Source text:
** start **
To evaluate the currently used rapid assessment procedure in relation to energy availability for dabbling ducks, I used linear mixed-effects models in package lme4 (Bates et al. 2015) in R (R Core Team 2019) to model energy availability (total kilocalorie found at water depths < 50 cm) for each site-year combination. I log transformed energy availability to increase consistency with assumptions of linear models (Gelman and Hill 2007). I modeled each season separately to determine if one season had more explanatory power than others and included site and year as random effects in all models. For each season, I compared a null model to a model including rapid assessment score (Figure S1, Supplemental Material). I calculated the marginal R2 value (Nakagawa et al. 2017) from the package MuMIn (Barton 2019) in R (R Core Team 2019), which represents the variability explained by the fixed effects only.
** end **
Data lines:
** start **
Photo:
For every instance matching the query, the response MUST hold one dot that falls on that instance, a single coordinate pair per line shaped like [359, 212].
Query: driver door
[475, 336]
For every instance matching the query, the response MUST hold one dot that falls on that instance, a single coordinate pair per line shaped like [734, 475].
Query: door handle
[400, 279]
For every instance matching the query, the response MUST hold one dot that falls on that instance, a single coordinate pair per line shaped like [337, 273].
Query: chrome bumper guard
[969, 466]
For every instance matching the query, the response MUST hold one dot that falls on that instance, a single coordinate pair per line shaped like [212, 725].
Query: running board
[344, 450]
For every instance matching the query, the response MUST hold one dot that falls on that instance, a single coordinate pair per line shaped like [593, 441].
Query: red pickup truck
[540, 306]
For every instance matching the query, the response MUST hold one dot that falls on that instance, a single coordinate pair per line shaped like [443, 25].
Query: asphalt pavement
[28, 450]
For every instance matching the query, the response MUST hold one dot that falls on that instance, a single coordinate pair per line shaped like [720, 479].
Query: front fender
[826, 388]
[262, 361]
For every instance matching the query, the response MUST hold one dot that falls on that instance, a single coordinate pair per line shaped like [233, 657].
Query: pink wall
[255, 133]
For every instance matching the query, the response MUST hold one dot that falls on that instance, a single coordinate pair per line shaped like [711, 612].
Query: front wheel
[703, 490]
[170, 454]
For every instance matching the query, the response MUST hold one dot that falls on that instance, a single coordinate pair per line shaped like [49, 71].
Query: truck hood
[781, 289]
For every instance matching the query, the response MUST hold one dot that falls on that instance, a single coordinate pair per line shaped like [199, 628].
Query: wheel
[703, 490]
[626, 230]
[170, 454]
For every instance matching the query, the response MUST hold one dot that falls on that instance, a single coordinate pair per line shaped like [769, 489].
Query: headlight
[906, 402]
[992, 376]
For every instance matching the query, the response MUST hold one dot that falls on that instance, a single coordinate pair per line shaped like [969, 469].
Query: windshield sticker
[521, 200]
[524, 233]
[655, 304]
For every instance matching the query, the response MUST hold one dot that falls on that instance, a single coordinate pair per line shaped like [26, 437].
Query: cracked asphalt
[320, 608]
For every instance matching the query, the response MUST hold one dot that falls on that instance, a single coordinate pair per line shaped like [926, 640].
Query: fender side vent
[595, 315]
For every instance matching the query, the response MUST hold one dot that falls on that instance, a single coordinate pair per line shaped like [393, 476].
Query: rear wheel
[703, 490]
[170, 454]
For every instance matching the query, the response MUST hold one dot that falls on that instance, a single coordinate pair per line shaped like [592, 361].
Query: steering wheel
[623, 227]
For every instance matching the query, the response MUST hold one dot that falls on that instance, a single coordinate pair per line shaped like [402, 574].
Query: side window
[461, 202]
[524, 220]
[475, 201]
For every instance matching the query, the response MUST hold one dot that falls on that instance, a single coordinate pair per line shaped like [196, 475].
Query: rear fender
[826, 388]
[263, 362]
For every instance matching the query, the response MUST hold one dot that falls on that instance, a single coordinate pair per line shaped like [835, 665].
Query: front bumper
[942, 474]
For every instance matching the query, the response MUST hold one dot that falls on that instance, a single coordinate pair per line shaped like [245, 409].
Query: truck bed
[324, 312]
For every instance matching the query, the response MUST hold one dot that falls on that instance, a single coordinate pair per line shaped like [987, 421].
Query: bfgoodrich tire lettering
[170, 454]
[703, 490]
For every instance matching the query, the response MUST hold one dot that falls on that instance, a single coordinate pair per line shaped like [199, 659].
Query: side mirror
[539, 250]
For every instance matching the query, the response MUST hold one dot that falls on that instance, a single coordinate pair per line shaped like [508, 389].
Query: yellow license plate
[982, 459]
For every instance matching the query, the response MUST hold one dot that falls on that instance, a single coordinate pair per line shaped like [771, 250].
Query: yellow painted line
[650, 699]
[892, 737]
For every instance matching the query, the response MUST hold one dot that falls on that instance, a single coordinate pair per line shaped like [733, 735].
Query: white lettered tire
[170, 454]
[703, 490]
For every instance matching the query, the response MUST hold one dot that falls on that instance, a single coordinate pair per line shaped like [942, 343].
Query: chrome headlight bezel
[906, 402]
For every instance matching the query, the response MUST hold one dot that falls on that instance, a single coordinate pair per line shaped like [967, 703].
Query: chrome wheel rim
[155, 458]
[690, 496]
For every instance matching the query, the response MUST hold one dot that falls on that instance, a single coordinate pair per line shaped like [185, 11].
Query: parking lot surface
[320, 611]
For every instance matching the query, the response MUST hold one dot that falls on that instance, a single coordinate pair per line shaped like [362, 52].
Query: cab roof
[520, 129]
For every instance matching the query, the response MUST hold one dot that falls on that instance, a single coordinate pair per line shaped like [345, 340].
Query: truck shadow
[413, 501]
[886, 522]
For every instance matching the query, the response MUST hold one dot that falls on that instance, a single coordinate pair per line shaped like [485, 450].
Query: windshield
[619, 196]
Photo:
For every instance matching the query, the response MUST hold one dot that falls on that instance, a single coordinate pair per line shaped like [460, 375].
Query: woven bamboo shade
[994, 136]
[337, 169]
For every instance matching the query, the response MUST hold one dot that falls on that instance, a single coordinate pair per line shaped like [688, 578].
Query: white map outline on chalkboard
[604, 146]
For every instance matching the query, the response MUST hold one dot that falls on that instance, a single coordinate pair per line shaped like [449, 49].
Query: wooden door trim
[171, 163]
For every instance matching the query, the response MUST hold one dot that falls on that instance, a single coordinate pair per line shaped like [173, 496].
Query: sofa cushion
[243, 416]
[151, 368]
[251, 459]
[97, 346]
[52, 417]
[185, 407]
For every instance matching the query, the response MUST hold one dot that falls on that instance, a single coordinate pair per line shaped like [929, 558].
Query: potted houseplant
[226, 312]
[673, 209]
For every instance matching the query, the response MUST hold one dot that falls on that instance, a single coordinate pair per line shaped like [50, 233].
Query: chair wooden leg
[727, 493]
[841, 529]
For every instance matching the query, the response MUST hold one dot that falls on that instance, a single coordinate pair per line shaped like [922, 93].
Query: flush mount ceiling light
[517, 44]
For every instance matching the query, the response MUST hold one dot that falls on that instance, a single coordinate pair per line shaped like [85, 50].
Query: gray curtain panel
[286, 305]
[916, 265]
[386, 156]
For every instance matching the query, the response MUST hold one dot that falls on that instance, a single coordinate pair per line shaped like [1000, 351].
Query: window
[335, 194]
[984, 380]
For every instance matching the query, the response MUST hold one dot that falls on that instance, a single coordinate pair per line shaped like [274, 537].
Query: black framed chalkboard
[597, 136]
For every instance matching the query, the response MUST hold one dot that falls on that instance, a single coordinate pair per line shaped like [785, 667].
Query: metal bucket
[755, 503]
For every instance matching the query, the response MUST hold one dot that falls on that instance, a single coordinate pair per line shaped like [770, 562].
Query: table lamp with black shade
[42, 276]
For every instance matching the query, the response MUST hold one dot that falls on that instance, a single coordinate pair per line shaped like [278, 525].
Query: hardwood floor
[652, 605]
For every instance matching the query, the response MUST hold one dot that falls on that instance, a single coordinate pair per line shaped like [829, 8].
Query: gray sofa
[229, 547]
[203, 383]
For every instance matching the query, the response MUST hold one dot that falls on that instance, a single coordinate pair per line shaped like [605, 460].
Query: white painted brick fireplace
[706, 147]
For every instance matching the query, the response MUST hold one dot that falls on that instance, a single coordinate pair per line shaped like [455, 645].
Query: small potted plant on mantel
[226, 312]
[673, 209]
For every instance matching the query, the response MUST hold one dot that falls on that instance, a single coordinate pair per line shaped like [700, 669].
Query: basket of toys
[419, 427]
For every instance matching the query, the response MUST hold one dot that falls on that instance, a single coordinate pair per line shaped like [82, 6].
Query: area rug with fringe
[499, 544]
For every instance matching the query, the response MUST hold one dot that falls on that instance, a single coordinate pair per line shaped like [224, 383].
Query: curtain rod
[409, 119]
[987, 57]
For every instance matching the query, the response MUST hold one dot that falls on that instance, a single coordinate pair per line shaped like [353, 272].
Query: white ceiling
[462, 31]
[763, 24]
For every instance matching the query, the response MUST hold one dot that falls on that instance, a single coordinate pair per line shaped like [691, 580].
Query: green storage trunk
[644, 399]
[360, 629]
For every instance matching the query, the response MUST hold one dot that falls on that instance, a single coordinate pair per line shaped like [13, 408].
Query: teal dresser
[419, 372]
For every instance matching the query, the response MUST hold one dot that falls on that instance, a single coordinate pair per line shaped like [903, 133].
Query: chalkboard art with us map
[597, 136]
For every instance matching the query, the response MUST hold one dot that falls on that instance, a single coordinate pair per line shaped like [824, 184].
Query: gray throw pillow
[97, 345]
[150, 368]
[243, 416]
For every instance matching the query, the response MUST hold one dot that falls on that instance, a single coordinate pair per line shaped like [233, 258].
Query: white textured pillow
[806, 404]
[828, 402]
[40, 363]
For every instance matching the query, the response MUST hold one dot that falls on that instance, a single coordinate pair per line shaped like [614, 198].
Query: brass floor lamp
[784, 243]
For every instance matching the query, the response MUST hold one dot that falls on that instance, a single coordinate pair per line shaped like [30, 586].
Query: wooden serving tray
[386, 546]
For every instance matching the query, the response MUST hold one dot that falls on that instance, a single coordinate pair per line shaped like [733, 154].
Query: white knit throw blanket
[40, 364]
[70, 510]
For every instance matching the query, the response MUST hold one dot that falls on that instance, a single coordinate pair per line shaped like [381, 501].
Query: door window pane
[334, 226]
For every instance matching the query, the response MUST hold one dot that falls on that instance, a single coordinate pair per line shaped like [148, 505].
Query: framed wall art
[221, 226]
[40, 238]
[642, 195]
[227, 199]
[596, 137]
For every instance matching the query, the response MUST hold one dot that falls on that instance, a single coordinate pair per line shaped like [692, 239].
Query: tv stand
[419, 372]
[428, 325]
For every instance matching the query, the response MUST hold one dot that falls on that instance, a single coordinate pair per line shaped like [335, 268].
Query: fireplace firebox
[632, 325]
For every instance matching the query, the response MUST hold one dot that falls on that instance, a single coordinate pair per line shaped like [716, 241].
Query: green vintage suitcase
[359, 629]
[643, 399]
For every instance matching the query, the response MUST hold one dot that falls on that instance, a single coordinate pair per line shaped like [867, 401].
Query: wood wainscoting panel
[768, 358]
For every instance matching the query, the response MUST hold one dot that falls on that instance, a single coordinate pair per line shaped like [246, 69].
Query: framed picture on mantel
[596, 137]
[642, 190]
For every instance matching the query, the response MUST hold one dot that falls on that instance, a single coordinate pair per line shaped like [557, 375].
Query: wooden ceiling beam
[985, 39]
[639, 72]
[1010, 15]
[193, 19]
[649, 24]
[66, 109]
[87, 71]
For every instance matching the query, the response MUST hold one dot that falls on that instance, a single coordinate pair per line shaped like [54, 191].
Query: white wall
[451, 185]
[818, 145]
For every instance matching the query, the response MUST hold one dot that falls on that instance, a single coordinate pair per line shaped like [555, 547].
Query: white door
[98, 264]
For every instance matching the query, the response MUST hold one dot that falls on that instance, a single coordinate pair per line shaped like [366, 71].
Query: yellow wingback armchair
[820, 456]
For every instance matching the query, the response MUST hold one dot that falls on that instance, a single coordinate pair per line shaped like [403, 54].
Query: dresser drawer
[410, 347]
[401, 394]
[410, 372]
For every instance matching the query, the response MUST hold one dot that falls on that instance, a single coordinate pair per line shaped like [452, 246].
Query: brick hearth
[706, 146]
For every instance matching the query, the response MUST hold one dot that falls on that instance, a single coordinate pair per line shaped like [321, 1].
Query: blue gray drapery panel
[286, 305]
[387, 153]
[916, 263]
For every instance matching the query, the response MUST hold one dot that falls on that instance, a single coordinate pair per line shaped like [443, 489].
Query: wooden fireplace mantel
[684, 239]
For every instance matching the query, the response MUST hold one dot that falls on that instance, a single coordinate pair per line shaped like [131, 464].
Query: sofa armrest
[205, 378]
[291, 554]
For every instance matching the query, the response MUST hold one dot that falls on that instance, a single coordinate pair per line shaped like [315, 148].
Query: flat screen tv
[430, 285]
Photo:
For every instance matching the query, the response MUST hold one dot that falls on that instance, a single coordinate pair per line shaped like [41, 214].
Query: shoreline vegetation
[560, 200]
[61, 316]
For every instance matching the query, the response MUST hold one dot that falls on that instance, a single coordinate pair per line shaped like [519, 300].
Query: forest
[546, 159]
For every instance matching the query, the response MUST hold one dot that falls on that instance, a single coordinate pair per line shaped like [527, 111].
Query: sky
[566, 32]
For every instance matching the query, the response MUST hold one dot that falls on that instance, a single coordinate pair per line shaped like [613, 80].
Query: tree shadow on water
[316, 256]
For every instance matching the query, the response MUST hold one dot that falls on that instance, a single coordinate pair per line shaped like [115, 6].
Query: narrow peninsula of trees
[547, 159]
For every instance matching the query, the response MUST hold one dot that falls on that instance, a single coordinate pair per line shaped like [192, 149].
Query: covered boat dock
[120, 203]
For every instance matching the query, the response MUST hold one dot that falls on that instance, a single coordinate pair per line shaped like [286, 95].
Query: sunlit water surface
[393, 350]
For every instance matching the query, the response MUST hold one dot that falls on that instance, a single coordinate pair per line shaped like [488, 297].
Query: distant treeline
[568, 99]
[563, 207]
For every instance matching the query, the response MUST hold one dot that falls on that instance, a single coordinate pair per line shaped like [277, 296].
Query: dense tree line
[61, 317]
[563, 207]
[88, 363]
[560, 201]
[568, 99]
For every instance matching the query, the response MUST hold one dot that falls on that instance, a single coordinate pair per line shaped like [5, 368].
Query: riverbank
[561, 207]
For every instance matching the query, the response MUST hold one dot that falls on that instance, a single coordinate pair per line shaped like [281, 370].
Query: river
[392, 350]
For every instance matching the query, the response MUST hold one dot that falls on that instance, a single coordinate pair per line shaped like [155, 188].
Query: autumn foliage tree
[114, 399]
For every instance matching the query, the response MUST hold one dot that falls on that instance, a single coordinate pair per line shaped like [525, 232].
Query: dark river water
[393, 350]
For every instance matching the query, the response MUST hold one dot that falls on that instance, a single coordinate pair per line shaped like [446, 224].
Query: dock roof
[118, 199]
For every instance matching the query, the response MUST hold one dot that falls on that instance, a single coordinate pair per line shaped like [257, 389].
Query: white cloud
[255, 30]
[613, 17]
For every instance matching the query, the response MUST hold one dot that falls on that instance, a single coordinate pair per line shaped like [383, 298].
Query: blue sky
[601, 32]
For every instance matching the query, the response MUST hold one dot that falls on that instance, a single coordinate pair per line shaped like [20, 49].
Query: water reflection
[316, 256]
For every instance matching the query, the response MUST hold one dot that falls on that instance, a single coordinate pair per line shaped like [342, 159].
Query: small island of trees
** end **
Continue the passage on modeling energy availability for dabbling ducks, picking up after its final sentence.

Exercise output:
To assess the relationship between intensity of dabbling duck use of sites and rapid assessment score, I modeled log(duck density + 0.1) at each site each week over two springs using a linear mixed-effect model in the lme4 package (Bates et al. 2015) in R (R Core Team 2019). I log transformed duck density to increase consistency with assumptions of linear models (Gelman and Hill 2007). I limited analyses to dabbling ducks and did not differentiate among species because the rapid assessment scorecard is meant to apply to all dabbling ducks. I included site and year as random effects in all models to account for repeated sampling of sites throughout the spring over 2 y. First, I found the best temporal trend of duck density throughout the spring by comparing models including linear, quadratic, and cubic effects of week as well as a null model. I fit these quadratic and cubic effects of week to represent different rates of change in duck numbers throughout migration in the area. To the best temporal trend model, I added the assessment score and compared it to the model without score (Figure S1, Supplemental Material). Score and week were not correlated (r = −0.01). If the model including score was less parsimonious than the model excluding score, based on second-order bias-corrected Akaike Information Criterion (AICc), I concluded it was not a good predictor of duck density. Because I only counted ducks during spring, I used the corresponding winter rapid assessment (February–March) and did not examine seasonal effects in the duck density analysis. For all analyses, I took an information-theoretic approach using change in AICc scores (ΔAICc) and model weights (w) for comparing models (Burnham and Anderson 2002). I assessed consistency of models with assumptions as outlined in Zuur et al. (2009).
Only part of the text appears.